What you are asked to do: Return every line of the data below without changing anything.

>> START Data supplied

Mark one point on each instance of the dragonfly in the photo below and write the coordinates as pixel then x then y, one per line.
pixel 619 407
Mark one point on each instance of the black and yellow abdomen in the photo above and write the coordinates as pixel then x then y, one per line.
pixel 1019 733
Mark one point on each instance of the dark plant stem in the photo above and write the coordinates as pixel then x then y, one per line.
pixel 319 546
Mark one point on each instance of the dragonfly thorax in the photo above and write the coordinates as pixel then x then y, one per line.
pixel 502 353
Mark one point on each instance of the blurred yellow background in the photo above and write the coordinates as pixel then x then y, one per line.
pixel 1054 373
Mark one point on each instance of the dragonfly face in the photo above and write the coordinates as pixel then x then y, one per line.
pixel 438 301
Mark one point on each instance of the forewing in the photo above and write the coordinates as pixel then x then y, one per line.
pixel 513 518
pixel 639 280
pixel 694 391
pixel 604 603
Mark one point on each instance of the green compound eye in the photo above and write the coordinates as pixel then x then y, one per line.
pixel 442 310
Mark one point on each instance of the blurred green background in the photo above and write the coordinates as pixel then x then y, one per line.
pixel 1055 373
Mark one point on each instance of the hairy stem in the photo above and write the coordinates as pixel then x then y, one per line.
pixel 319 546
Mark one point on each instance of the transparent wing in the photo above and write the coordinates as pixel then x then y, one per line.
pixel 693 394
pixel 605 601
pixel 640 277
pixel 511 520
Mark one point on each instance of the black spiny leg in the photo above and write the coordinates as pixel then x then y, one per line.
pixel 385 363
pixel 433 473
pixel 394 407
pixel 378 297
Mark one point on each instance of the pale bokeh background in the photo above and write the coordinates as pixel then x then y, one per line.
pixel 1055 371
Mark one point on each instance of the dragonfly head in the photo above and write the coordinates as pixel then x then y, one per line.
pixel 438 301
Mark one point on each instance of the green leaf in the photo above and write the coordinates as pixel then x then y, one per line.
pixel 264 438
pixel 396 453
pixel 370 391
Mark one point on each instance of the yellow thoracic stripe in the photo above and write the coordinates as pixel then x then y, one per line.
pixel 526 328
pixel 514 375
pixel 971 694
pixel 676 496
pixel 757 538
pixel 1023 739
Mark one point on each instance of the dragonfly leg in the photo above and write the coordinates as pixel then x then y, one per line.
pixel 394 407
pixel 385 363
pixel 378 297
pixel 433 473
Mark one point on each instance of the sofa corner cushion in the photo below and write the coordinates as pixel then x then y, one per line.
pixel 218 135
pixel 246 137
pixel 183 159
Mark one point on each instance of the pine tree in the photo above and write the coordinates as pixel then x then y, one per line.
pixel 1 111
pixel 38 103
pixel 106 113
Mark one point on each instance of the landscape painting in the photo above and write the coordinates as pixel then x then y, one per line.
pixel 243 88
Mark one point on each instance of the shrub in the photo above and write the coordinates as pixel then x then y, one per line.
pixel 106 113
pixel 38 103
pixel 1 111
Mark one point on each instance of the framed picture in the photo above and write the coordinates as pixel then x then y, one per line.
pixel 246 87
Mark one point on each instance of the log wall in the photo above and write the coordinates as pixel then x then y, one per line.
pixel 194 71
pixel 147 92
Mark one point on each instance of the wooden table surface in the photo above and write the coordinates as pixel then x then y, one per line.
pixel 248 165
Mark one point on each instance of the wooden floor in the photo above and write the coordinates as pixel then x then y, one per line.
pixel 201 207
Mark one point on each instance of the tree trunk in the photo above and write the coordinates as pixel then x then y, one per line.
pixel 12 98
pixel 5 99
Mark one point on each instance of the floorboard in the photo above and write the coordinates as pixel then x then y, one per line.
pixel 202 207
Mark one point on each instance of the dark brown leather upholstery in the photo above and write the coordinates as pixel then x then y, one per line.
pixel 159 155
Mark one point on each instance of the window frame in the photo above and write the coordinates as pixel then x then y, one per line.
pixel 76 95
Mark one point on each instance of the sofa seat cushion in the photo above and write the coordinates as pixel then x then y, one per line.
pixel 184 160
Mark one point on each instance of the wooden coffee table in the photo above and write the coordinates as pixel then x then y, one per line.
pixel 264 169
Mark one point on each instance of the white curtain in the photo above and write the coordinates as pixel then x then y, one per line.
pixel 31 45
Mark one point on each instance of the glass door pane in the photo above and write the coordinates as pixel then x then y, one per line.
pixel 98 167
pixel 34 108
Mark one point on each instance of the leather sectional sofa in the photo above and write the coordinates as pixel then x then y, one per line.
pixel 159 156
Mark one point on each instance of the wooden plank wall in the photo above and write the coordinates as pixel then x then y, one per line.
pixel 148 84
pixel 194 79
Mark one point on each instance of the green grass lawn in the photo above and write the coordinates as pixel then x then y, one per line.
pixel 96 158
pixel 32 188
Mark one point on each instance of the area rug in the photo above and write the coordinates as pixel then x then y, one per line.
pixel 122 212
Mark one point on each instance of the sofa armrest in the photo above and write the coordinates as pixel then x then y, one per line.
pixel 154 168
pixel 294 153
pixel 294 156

>> END Data supplied

Full response:
Mark one point on each instance of the dragonfly in the photo below and write the coordinates as pixel then x then y, one per line.
pixel 619 407
Mark one point on each instance of the black and yellow abdomen in the photo above and write the coordinates as pixel then x then y, one per line.
pixel 1019 733
Mark one point on each instance of the dark plant stem in the photo above and write the coordinates as pixel then x then y, one per line.
pixel 319 546
Mark one point on each instance of the dragonfly thorax in the photo above and write the coordinates as pixel then x then y, one per line.
pixel 502 353
Mark one point on each instance of the blurred yellow background in the photo above and write the coordinates as pixel then x then y, one per line.
pixel 1054 373
Mark one point on each instance of the dragonfly face in the photo above and write the coordinates as pixel then x then y, one per line.
pixel 438 301
Mark one point on each instance of the forewing in the photo above and write the coordinates as pixel then x then y, one per line.
pixel 513 518
pixel 639 280
pixel 694 391
pixel 604 603
Mark one point on each instance of the green compound eye in the photo above and write the coordinates as pixel then x then y, one per line.
pixel 442 310
Mark one point on each instance of the blurred green background in the photo above and write the coordinates as pixel then x then y, one per line.
pixel 1055 373
Mark one point on each instance of the hairy stem in the photo above and write the coordinates as pixel then x then y, one per line.
pixel 319 546
Mark one point on each instance of the transparent wing in the photo above and write the coordinates as pixel then x then y, one per line.
pixel 693 394
pixel 605 601
pixel 640 277
pixel 511 520
Mark one point on each instance of the black spiny leg in the photo above and write the coordinates as pixel then x then y, one per line.
pixel 385 363
pixel 433 473
pixel 394 407
pixel 378 297
Mark one point on each instance of the pale bokeh background in the photo above and write the coordinates as pixel then x then y, one per line.
pixel 1055 371
Mark one point on each instance of the dragonfly head in the photo above and write the coordinates as pixel then x then y, one per line.
pixel 438 301
Mark one point on each instance of the green leaf in the photo above and write the coordinates as pixel then x then y, one per line.
pixel 264 438
pixel 396 453
pixel 370 391
Mark one point on each instance of the yellow thoracic stripe in the photo above and write the coordinates as pixel then x then y, one per line.
pixel 526 328
pixel 514 375
pixel 971 694
pixel 676 496
pixel 757 538
pixel 1023 739
Mark one point on each instance of the dragonfly leg in the photo above and write the coordinates as pixel then x then y, one per line.
pixel 394 407
pixel 385 363
pixel 378 297
pixel 433 473
Mark one point on each instance of the sofa corner cushion in the photo below and write the coordinates as pixel then x then y, one per line.
pixel 218 135
pixel 246 137
pixel 183 159
Mark one point on each instance of the pine tree in the photo above and write the coordinates as pixel then x then y, one per line.
pixel 1 111
pixel 38 103
pixel 106 113
Mark one point on each instance of the landscape painting in the photo above and write the coordinates as pixel then x then y, one per line.
pixel 243 88
Mark one point on each instance of the shrub in the photo above and write the coordinates as pixel then x then y, one per line.
pixel 106 113
pixel 38 103
pixel 1 111
Mark one point on each instance of the framed picture in the photo above and write the coordinates as pixel then x then y, one per line.
pixel 246 87
Mark one point on each instance of the log wall in the photo above and write the coordinates as pixel then x then y, one per line.
pixel 194 71
pixel 147 92
Mark one point on each instance of the wooden table surface in the photo above and write the coordinates as pixel then x then y, one per line.
pixel 248 165
Mark one point on each instance of the wooden floor in the photo above and write the coordinates as pixel then x then y, one per line.
pixel 201 207
Mark one point on each instance of the tree trunk in the photo above and write the coordinates as pixel then x then y, one per line.
pixel 12 98
pixel 5 99
Mark one point on each instance of the floorboard in the photo above and write the coordinates as pixel then x then y, one per line.
pixel 202 207
Mark one point on each instance of the dark brown leather upholstery in the photo above and write the coordinates as pixel then x then y, one per line.
pixel 159 155
Mark one point on each instance of the window frame in the photo above and write the coordinates as pixel then x then y, one per line.
pixel 76 95
Mark one point on each instance of the sofa seat cushion in the photo above and write the coordinates as pixel then x then y, one per line.
pixel 184 160
Mark one point on each instance of the wooden coffee table in the photo above and write the coordinates as pixel then x then y, one per line.
pixel 264 169
Mark one point on each instance of the white curtain in the photo above and write the coordinates as pixel then x then y, one per line.
pixel 31 45
Mark one point on each instance of the glass door pane in the photo above and write the coordinates as pixel then x then y, one per line.
pixel 98 167
pixel 34 108
Mark one point on each instance of the leather sectional sofa in the photo above and write the coordinates as pixel then x then y, one per line.
pixel 159 156
Mark one point on each instance of the wooden plank wall in the photo above and write the coordinates as pixel then x then y, one per line.
pixel 148 84
pixel 194 79
Mark one point on each instance of the green grass lawn in the photo above and write the coordinates as pixel then x then y, one per line.
pixel 96 158
pixel 32 188
Mark one point on each instance of the area rug in the photo above and write the coordinates as pixel then x then y, one per line.
pixel 122 212
Mark one point on each instance of the sofa armrest in the photo above and write the coordinates as pixel then x then y, one per line.
pixel 154 168
pixel 294 153
pixel 294 156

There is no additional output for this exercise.